### Belge Bölümü

İktidarın Öfke Dilinin Siyasal Panoraması!

26 Ocak 2022
0 Yorum Yapıldı Yorum Yaz
1418 defa okundu.
İktidarın Öfke Dilinin Siyasal Panoraması!

Bülent DEMİRBAŞ

AKP genel başkanı ve aynı zamanda Cumhurbaşkanı Sayın Erdoğan’ın sanatçı Sezen Aksu’ya yönelik ‘dilini koparma’ söylemi sadece Türkiye’nin değil dünyanın da gündemine bomba gibi düştü. Bizler ülkemizde Sayın Erdoğan’ın bu sert vurdulu kırdılı tarzına yabancı değiliz ve aslında çok da garipsemedik ancak dünya halkları buna hakikaten çok şaşırıyorlar. Diktatörlükle, despotlukla yönetilen kimi ülkeleri müstesna tutarsak Türkiye gibi demokratik bir hukuk devletinin liderinin halkıyla bu kavgalı hali medeni toplumları ve devletleri hayretler içerisinde bırakıyor. Zira sebebi ne olursa olsun demokratik ve medeni bir hukuk devletiyim iddiasındaki bir ülkenin tarafsız ve ülkesindeki her kesim, görüş, inanç sahiplerinin kapsayıcı ve kucaklayıcı devlet başkanı olması gereken birisi sırf kendi parti tabanındaki belirli bir kesimi tatmin etmek için asla bir vatandaşının ‘dilini koparmakla’ tehdit edemez, etmemeli! Bu derinliğinde çok farklı yorumlara da sebep olabilecek asla kabul edilemez çok tehlikeli bir sözdür.

Siyasi tarih geçmişimiz Erdoğan’ın tehdit ve şiddet dili örneklerinden bir kitap çıkartacak kadar zengin. Ancak belki bir kısım AKP seçmeni bu tarzı seviyor olabilir. Keza külhanbeyi tarzı bir lider sevdikleri ‘Kasımpaşalılık’ vurgusunun tabanlarınca sıkça ve övünçle dile getiriliyor olmasından anlaşılabiliyor. Ancak AKP’li olmaya kesimler ise dünya hakları önünde bunun övünülecek değil, başımızı önüne eğdirecek bir durum olarak tanımlıyorlar. Sayın Erdoğan’ın kendisini uzlaştırıcı, birleştirici bir Cumhurbaşkanı olarak değil de daha çok muhalefetle kavga eden, muhalifleri tehdit eden, halkına her fırsatta hakaret davası açan bir parti genel başkanı kimliğini hep ön planda tutan bir dil kullanması maalesef kendisinin halkın geneli tarafından kabul görmesini engellemekte, ülkedeki herkesi kapsayacak bir Cumhurbaşkanlığı kimliğini pratikte bir türlü hayata geçirememektedir. Genel kabul göremeyen, sadece belirli kesime hitap eden bir partili cumhurbaşkanı vasfını her olayda daha da kuvvetlendirmesi her zaman tartışmalı olmaya devam edecek gibi gözükmektedir.

######
### Verilen Malzeme

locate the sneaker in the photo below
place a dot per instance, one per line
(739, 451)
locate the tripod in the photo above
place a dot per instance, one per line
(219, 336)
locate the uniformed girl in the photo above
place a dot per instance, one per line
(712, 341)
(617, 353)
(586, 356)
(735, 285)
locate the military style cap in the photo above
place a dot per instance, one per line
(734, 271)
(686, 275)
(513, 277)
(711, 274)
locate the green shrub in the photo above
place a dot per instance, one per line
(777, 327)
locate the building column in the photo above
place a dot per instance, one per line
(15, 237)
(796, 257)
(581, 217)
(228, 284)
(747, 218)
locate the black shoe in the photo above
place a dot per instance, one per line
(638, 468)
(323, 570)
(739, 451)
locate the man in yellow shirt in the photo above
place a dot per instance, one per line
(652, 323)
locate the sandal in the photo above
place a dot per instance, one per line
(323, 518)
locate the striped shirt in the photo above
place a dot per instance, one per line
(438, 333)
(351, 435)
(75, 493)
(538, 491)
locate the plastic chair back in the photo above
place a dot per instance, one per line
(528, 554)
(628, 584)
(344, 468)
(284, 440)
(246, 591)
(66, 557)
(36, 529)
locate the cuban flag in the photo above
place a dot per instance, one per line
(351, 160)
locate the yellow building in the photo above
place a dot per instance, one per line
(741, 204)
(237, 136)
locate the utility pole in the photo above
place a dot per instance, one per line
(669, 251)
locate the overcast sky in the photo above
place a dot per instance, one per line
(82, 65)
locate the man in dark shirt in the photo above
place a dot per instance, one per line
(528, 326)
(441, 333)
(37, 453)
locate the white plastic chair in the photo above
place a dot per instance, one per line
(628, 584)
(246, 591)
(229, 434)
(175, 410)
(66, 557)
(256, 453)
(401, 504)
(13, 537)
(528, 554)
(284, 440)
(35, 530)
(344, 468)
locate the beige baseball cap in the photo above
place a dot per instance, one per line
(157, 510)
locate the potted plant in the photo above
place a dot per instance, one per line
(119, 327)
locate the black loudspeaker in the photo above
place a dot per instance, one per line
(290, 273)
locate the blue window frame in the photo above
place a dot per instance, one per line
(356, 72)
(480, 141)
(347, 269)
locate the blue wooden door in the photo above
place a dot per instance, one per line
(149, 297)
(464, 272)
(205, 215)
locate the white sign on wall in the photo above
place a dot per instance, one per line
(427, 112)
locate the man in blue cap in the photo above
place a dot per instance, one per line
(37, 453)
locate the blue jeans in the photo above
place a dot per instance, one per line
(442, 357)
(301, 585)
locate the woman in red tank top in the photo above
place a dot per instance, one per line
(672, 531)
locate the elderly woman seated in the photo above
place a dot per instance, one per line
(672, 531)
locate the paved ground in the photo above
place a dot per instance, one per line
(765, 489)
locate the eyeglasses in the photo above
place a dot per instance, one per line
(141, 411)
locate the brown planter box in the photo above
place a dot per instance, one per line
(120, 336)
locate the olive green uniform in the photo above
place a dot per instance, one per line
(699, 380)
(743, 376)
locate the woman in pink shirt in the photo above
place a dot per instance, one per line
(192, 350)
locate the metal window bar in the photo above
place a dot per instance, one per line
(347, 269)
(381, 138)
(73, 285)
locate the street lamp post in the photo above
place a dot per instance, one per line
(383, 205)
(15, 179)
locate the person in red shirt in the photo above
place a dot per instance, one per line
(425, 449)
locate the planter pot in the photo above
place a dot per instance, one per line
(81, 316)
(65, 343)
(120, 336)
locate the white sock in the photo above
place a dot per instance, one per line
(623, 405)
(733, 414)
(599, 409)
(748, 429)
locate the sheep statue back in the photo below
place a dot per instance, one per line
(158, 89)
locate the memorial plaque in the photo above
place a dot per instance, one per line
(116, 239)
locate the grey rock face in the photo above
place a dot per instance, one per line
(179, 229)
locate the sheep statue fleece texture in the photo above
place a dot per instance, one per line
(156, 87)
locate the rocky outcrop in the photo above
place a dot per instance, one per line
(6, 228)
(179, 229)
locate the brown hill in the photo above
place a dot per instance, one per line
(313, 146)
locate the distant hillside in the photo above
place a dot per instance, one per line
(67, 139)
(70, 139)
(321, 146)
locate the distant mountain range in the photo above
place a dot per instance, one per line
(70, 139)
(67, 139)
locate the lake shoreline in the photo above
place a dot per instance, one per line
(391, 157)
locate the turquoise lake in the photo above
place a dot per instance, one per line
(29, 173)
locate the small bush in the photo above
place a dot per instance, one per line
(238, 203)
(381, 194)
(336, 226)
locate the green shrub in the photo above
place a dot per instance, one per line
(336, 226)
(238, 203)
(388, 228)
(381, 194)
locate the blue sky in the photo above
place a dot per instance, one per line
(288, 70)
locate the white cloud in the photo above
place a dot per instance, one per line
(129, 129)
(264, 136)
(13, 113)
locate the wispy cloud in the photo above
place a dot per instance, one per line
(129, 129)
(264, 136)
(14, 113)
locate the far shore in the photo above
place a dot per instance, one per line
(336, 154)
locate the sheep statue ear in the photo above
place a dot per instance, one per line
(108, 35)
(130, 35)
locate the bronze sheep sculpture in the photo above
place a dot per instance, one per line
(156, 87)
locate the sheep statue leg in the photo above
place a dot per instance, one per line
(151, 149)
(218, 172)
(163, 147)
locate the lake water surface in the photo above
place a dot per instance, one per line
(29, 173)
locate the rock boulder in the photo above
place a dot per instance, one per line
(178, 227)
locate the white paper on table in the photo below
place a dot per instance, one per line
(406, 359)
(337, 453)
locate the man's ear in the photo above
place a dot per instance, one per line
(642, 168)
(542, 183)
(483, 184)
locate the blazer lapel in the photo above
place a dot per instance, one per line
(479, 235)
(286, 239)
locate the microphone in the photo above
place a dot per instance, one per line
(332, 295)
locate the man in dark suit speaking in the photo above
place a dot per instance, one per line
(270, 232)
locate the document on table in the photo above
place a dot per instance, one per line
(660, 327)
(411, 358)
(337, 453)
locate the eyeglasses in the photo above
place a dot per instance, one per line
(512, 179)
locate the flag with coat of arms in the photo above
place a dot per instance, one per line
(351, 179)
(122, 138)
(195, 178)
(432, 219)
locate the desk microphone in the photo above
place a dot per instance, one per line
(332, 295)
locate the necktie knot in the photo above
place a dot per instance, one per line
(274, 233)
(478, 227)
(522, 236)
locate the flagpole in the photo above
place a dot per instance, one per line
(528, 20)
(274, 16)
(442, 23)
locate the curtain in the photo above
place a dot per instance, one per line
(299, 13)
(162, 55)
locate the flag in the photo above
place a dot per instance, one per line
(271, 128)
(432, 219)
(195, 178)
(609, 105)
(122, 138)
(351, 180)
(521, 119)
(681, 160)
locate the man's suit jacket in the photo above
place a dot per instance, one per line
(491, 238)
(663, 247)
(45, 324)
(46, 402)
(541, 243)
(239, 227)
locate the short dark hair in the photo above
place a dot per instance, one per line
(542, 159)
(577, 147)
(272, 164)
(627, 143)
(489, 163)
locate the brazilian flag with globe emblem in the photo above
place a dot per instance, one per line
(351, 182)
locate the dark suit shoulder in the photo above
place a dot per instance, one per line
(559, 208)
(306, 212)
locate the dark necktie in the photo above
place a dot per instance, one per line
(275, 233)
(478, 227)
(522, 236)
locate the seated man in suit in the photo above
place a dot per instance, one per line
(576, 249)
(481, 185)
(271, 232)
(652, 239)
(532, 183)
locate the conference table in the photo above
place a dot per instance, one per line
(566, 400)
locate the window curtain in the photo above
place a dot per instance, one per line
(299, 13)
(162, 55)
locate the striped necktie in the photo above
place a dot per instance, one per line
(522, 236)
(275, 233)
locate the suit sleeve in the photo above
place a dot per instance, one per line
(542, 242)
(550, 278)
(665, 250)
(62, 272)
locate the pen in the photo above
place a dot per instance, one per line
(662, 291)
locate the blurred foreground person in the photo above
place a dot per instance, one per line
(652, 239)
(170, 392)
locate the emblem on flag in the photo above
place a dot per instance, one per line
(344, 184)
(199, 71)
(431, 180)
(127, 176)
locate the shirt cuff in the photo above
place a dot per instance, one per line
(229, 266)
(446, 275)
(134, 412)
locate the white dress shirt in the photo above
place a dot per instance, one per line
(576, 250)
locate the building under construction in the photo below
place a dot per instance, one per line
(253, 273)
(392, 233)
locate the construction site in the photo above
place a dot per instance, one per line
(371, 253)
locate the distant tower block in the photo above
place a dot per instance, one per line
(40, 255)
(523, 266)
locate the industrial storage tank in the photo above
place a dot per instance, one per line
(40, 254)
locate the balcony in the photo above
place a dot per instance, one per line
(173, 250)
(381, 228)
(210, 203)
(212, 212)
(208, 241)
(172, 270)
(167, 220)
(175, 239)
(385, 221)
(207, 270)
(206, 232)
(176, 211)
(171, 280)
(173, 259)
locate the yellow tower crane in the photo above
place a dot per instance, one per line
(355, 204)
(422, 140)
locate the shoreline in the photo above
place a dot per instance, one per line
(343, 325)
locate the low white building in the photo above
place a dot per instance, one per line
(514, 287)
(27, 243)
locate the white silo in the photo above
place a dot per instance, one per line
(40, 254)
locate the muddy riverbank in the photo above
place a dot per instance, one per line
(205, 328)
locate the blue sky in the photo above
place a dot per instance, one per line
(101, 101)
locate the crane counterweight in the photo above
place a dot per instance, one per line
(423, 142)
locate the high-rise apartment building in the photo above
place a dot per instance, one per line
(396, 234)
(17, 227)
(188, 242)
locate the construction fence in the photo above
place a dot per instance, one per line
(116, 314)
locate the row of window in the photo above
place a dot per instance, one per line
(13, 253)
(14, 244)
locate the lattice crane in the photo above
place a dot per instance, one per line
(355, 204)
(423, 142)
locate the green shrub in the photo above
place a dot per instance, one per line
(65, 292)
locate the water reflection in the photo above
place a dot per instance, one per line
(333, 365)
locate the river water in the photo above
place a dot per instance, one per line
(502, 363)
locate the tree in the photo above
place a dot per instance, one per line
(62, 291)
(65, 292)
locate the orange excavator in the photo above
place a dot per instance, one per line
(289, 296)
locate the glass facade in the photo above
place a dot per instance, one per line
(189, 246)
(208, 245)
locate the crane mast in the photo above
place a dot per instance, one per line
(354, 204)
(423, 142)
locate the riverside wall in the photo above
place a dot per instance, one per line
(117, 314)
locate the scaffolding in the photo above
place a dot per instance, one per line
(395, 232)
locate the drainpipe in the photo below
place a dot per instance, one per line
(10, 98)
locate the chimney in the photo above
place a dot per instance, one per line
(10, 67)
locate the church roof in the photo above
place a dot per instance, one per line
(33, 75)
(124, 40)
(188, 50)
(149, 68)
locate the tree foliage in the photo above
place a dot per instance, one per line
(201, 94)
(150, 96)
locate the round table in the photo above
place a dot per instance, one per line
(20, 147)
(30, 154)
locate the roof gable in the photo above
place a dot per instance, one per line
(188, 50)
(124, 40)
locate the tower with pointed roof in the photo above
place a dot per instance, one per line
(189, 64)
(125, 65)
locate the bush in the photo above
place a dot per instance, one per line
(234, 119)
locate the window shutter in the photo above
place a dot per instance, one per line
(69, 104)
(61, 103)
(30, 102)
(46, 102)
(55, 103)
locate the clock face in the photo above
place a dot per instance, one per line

######

Çözülecek Sorular -
1. İktidarın öfke dili konulu yazıya göre aşağıdaki soruları cevaplayın.
(a) "Dilini koparma" söylemi hangi sanatçıya yönelikti?
(b) AKP tabanınca sıkça ve övünçle dile getirildiği belirtilen vurgu hangisidir?
(c) Siyasi tarih geçmişimiz neyin örneklerinden bir kitap çıkartacak kadar zengin?
2. İktidarın öfke dili konulu yazıyı, son cümlesinden sonra gelecek bir paragrafla sürdürün.

Alıştırma Cevapları -
1.
(a) Sezen Aksu
(b) "Kasımpaşalılık" vurgusu
(c) Erdoğan'ın tehdit ve şiddet dili örneklerinin

2.
Erdoğan bu öfke dilini sadece sanatçılar için değil siyasi rakipleri için de sıkça hiç çekinmeden kullanabilmektedir. Hatırlarsanız İYİ Parti genel başkanı Meral Akşener Rize’de esnaf ziyaretleri sırasında üzerine yürünmüş ve gerginlik yaşanmıştı. Bunun üzerine Sayın Erdoğan birleştirici Cumhurbaşkanı kimliğini tamamen bir tarafa bırakmış, daha çok ortaya koymayı severek tercih ettiği AKP genel başkanı kimliği ile Sayın Meral Akşener’e hitaben “gelin hanıma gayet güzel ders veriliyor, dua et ki çok ileri gitmediler, daha neler olacak neler, bunlar daha iyi günler” şeklinde herkesi şoke eden bir açıklamada bulunmuştu. Ekranlarda ise her gün istisnasız CHP genel başkanı Sayın Kemal Kılıçdaroğlu ile Ankara ve İstanbul Büyükşehir Belediye Başkanlarına demedik laf bırakmayarak sadece bir parti genel başkanı gibi davranmaktan vazgeçememesine ise şimdilik bu yazıda derinlemesine girmiyor, bu konuyu şimdilik başka bir yazıya tehir ediyorum.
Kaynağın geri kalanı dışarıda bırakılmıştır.